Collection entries
::::
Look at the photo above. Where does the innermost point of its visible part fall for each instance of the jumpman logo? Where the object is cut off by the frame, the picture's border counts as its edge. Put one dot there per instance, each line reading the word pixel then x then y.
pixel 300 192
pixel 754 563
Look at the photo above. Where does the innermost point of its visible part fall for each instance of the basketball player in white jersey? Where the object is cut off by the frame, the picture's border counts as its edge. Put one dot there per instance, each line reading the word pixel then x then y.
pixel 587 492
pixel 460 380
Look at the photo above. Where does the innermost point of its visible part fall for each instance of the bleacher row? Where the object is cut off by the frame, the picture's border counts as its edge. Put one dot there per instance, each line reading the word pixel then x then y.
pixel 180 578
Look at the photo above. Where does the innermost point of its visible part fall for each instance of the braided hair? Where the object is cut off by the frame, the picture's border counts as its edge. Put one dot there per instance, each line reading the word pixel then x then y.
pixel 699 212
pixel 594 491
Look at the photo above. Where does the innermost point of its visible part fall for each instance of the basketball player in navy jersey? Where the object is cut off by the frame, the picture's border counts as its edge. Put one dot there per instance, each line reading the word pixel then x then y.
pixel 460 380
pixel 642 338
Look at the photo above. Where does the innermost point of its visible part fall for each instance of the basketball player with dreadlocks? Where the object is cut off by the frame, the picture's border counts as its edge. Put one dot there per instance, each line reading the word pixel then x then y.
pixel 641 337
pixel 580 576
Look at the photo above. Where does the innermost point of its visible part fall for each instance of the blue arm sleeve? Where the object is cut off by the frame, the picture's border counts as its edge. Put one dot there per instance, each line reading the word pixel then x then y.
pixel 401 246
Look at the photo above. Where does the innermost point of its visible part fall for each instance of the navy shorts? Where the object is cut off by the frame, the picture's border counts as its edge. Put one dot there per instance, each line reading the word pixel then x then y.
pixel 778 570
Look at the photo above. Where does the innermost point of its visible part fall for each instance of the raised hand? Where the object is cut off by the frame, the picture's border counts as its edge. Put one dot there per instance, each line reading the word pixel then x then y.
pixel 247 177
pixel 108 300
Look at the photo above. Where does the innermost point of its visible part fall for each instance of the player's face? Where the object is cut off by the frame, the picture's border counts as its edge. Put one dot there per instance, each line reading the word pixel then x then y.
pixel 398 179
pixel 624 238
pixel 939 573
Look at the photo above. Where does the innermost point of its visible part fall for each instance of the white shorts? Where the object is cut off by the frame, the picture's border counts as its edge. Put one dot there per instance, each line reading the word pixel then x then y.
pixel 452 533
::::
ASSIGNED TASK
Repeat the records verbatim, every one of them.

RESPONSE
Look at the photo above. Where does the innermost point of its visible part fall for each instance of the jumpman logo? Where the object is cut off by the frame, the picture's border counts as its edge. Put one dot there per instance, each line reading the word pixel then x then y.
pixel 300 192
pixel 754 563
Look at the photo above. Where does the innermost point of its visible part fall for each instance of the basketball player in white jersey? Where the object is cut off by the frame, the picture's border counts as its edge. Put one dot there per instance, each line reading the word pixel then x then y.
pixel 587 492
pixel 460 380
Look at the photo above. Where does the innermost point of its visible part fall for each instance of the bleacher row? Where the object is cut off by the frame, the picture's border counts as its edge. Put one dot there per instance, each line reading the word pixel then x then y.
pixel 180 578
Look at the photo above. Where does the innermost point of its visible part fall for each instance of the braided hair? Where the object is cut off by the frame, the picture's border counts as its edge. Put one dot there per instance, each line reading the word pixel then x then y.
pixel 699 212
pixel 594 491
Look at the photo above. Where does the innermost point of its visible part fall for each instance of the basketball player in navy jersey? Where the object is cut off by the frame, the picture's border counts as its edge. Put one dot there per instance, each line reading the word pixel then x then y.
pixel 460 380
pixel 642 338
Look at the photo above. Where does the innermost point of its visible part fall for each instance of the basketball player with dreadlocks? Where the object is cut off by the frame, the picture's border counts as its edge. Put one dot there per instance, each line reading the word pixel then x then y.
pixel 641 337
pixel 580 576
Look at the photo above. Where does the innermost point of its visible part fall for each instance of the blue arm sleeve? Where the object is cut off by the frame, the picture's border counts as its edge. Put one dot there per instance, each line reading the word pixel then x then y.
pixel 401 246
Look at the photo above. Where does the innermost point of its visible part fall for each instance of the navy shorts? Where the object is cut off by the frame, the picture's border counts as its edge. Put one dot there per instance, each line reading the word pixel then x then y.
pixel 778 570
Look at the photo above. Where does the innermost point of its visible part fall for each instance of the raised hand? Where the object is cut off by the frame, the picture's border counts as its edge. Put one dot there per instance, each line reading the word pixel then x then y.
pixel 247 177
pixel 108 300
Look at the photo above. Where does the innermost point of its visible part fall for each instance of the player's face? Where the object is cut off by the frame, the picture's border counts as its edge. Put one dot there per instance, each line reading the word pixel then x then y.
pixel 398 179
pixel 624 238
pixel 939 573
Look at the photo above. Where does the innermost point of its visible part fall for each instance of the white shorts? Where the object is cut off by the frame, the picture's border counts as its edge. Put one dot there per instance, each line reading the word pixel then x then y.
pixel 452 533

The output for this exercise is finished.